Activity. Your job is to set down the stretch of entries that opens with the line containing "Box every hairy flower" and closes with the line containing "Box every snow patch". Keep both end lines, copy each exactly, and add nothing.
----------------------------------------
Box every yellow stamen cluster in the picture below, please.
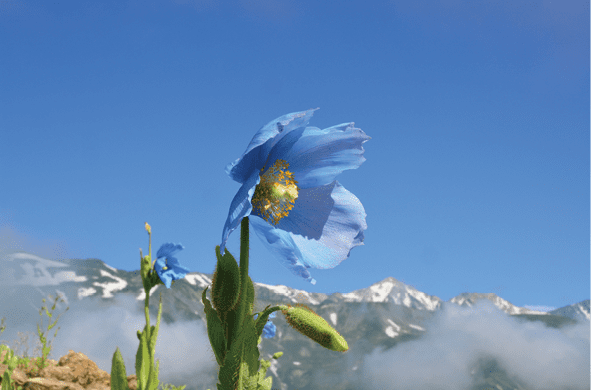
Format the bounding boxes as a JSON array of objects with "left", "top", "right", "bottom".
[{"left": 252, "top": 159, "right": 299, "bottom": 225}]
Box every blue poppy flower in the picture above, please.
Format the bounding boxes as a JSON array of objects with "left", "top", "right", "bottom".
[
  {"left": 254, "top": 312, "right": 277, "bottom": 339},
  {"left": 154, "top": 243, "right": 190, "bottom": 288},
  {"left": 221, "top": 108, "right": 370, "bottom": 284}
]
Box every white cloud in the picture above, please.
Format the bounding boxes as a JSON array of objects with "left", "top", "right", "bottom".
[{"left": 362, "top": 300, "right": 589, "bottom": 390}]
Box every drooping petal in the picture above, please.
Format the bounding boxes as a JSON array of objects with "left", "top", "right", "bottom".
[
  {"left": 287, "top": 182, "right": 366, "bottom": 267},
  {"left": 156, "top": 243, "right": 184, "bottom": 260},
  {"left": 249, "top": 215, "right": 316, "bottom": 284},
  {"left": 225, "top": 108, "right": 318, "bottom": 184},
  {"left": 250, "top": 181, "right": 367, "bottom": 284},
  {"left": 265, "top": 122, "right": 371, "bottom": 189},
  {"left": 220, "top": 169, "right": 260, "bottom": 255}
]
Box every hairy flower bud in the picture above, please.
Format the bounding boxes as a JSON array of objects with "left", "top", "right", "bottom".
[
  {"left": 211, "top": 246, "right": 241, "bottom": 313},
  {"left": 282, "top": 304, "right": 348, "bottom": 352}
]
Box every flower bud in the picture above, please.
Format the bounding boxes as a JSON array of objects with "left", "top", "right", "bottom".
[
  {"left": 212, "top": 246, "right": 241, "bottom": 313},
  {"left": 272, "top": 351, "right": 283, "bottom": 359},
  {"left": 282, "top": 304, "right": 348, "bottom": 352},
  {"left": 144, "top": 222, "right": 151, "bottom": 234}
]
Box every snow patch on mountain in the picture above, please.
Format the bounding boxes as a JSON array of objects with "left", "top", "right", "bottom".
[
  {"left": 385, "top": 319, "right": 401, "bottom": 338},
  {"left": 549, "top": 299, "right": 590, "bottom": 322},
  {"left": 94, "top": 270, "right": 127, "bottom": 298},
  {"left": 408, "top": 323, "right": 425, "bottom": 331},
  {"left": 185, "top": 273, "right": 212, "bottom": 289},
  {"left": 255, "top": 282, "right": 327, "bottom": 305},
  {"left": 341, "top": 277, "right": 442, "bottom": 311},
  {"left": 449, "top": 293, "right": 551, "bottom": 316},
  {"left": 330, "top": 312, "right": 337, "bottom": 326}
]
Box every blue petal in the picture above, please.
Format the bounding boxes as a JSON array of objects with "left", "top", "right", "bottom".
[
  {"left": 250, "top": 181, "right": 367, "bottom": 284},
  {"left": 154, "top": 257, "right": 190, "bottom": 288},
  {"left": 165, "top": 256, "right": 191, "bottom": 275},
  {"left": 250, "top": 215, "right": 316, "bottom": 284},
  {"left": 265, "top": 122, "right": 371, "bottom": 189},
  {"left": 225, "top": 108, "right": 318, "bottom": 184},
  {"left": 156, "top": 243, "right": 185, "bottom": 260},
  {"left": 220, "top": 169, "right": 260, "bottom": 255},
  {"left": 154, "top": 243, "right": 190, "bottom": 288},
  {"left": 262, "top": 321, "right": 276, "bottom": 339}
]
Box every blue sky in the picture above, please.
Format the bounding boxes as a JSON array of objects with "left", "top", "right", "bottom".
[{"left": 1, "top": 0, "right": 588, "bottom": 313}]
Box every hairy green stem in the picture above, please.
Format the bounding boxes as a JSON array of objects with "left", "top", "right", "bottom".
[
  {"left": 239, "top": 216, "right": 250, "bottom": 303},
  {"left": 228, "top": 216, "right": 250, "bottom": 351},
  {"left": 144, "top": 234, "right": 152, "bottom": 342}
]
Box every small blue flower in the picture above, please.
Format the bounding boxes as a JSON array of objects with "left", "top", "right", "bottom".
[
  {"left": 154, "top": 243, "right": 190, "bottom": 288},
  {"left": 221, "top": 108, "right": 370, "bottom": 284},
  {"left": 254, "top": 312, "right": 277, "bottom": 339},
  {"left": 262, "top": 321, "right": 276, "bottom": 339}
]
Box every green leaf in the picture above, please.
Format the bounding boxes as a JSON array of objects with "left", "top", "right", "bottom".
[
  {"left": 135, "top": 324, "right": 150, "bottom": 390},
  {"left": 202, "top": 287, "right": 227, "bottom": 367},
  {"left": 110, "top": 347, "right": 131, "bottom": 390},
  {"left": 216, "top": 312, "right": 260, "bottom": 390},
  {"left": 144, "top": 292, "right": 162, "bottom": 390},
  {"left": 148, "top": 293, "right": 163, "bottom": 363},
  {"left": 147, "top": 358, "right": 160, "bottom": 390}
]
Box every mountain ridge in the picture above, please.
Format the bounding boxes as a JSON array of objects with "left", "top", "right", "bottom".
[{"left": 1, "top": 251, "right": 588, "bottom": 390}]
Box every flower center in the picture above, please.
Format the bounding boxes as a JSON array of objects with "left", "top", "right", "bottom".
[{"left": 252, "top": 159, "right": 299, "bottom": 225}]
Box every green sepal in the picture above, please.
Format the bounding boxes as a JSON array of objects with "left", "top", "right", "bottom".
[
  {"left": 202, "top": 287, "right": 227, "bottom": 367},
  {"left": 212, "top": 246, "right": 241, "bottom": 313},
  {"left": 282, "top": 304, "right": 348, "bottom": 352},
  {"left": 110, "top": 347, "right": 131, "bottom": 390}
]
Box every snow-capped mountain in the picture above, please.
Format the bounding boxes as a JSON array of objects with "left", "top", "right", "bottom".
[
  {"left": 0, "top": 252, "right": 587, "bottom": 390},
  {"left": 548, "top": 299, "right": 590, "bottom": 322}
]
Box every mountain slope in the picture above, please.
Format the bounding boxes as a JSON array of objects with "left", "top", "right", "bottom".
[{"left": 1, "top": 252, "right": 588, "bottom": 390}]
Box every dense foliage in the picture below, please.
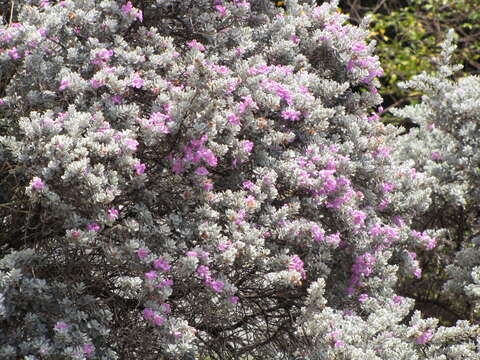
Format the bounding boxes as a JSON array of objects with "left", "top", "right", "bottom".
[
  {"left": 0, "top": 1, "right": 478, "bottom": 359},
  {"left": 339, "top": 0, "right": 480, "bottom": 124}
]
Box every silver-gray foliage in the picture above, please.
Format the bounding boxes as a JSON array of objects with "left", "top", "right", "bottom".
[{"left": 0, "top": 1, "right": 478, "bottom": 359}]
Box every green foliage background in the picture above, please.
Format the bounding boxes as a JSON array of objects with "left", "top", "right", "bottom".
[{"left": 338, "top": 0, "right": 480, "bottom": 126}]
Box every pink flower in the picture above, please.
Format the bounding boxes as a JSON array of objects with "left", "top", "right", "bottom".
[
  {"left": 197, "top": 265, "right": 211, "bottom": 281},
  {"left": 121, "top": 1, "right": 133, "bottom": 14},
  {"left": 289, "top": 255, "right": 306, "bottom": 279},
  {"left": 31, "top": 177, "right": 45, "bottom": 190},
  {"left": 8, "top": 47, "right": 21, "bottom": 59},
  {"left": 393, "top": 216, "right": 405, "bottom": 227},
  {"left": 311, "top": 224, "right": 325, "bottom": 242},
  {"left": 54, "top": 322, "right": 69, "bottom": 330},
  {"left": 218, "top": 241, "right": 231, "bottom": 251},
  {"left": 431, "top": 151, "right": 443, "bottom": 161},
  {"left": 90, "top": 79, "right": 103, "bottom": 88},
  {"left": 215, "top": 5, "right": 227, "bottom": 16},
  {"left": 186, "top": 40, "right": 206, "bottom": 51},
  {"left": 203, "top": 181, "right": 214, "bottom": 191},
  {"left": 196, "top": 166, "right": 209, "bottom": 176},
  {"left": 153, "top": 258, "right": 171, "bottom": 272},
  {"left": 334, "top": 340, "right": 345, "bottom": 347},
  {"left": 196, "top": 148, "right": 217, "bottom": 167},
  {"left": 186, "top": 251, "right": 198, "bottom": 257},
  {"left": 241, "top": 140, "right": 254, "bottom": 154},
  {"left": 393, "top": 295, "right": 403, "bottom": 304},
  {"left": 130, "top": 73, "right": 144, "bottom": 88},
  {"left": 153, "top": 314, "right": 164, "bottom": 326},
  {"left": 358, "top": 293, "right": 369, "bottom": 303},
  {"left": 161, "top": 303, "right": 171, "bottom": 313},
  {"left": 414, "top": 268, "right": 422, "bottom": 278},
  {"left": 87, "top": 222, "right": 100, "bottom": 232},
  {"left": 108, "top": 207, "right": 119, "bottom": 220},
  {"left": 416, "top": 329, "right": 433, "bottom": 344},
  {"left": 162, "top": 279, "right": 174, "bottom": 287},
  {"left": 58, "top": 80, "right": 70, "bottom": 91},
  {"left": 134, "top": 162, "right": 146, "bottom": 175},
  {"left": 137, "top": 248, "right": 149, "bottom": 259},
  {"left": 230, "top": 295, "right": 239, "bottom": 304},
  {"left": 243, "top": 181, "right": 254, "bottom": 190},
  {"left": 227, "top": 113, "right": 240, "bottom": 126},
  {"left": 145, "top": 270, "right": 157, "bottom": 281},
  {"left": 210, "top": 280, "right": 224, "bottom": 293},
  {"left": 143, "top": 308, "right": 154, "bottom": 319},
  {"left": 83, "top": 344, "right": 94, "bottom": 357},
  {"left": 326, "top": 232, "right": 341, "bottom": 246},
  {"left": 382, "top": 182, "right": 395, "bottom": 193},
  {"left": 352, "top": 42, "right": 367, "bottom": 53},
  {"left": 281, "top": 110, "right": 301, "bottom": 121},
  {"left": 351, "top": 210, "right": 367, "bottom": 227},
  {"left": 125, "top": 138, "right": 139, "bottom": 151},
  {"left": 112, "top": 95, "right": 122, "bottom": 104}
]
----------------------------------------
Expected answer.
Box every hairy flower bud in the picture above, please.
Format the bounding boxes as a JSON array of objects with "left", "top", "right", "bottom".
[
  {"left": 211, "top": 246, "right": 241, "bottom": 313},
  {"left": 282, "top": 304, "right": 348, "bottom": 352}
]
Box every flower bud in the picture above, please.
Format the bounding boxes as a JSON array of objects with "left", "top", "right", "bottom".
[
  {"left": 212, "top": 246, "right": 241, "bottom": 313},
  {"left": 272, "top": 351, "right": 283, "bottom": 359},
  {"left": 282, "top": 304, "right": 348, "bottom": 352},
  {"left": 144, "top": 222, "right": 151, "bottom": 234}
]
Box every snow patch on mountain in the picture above, please.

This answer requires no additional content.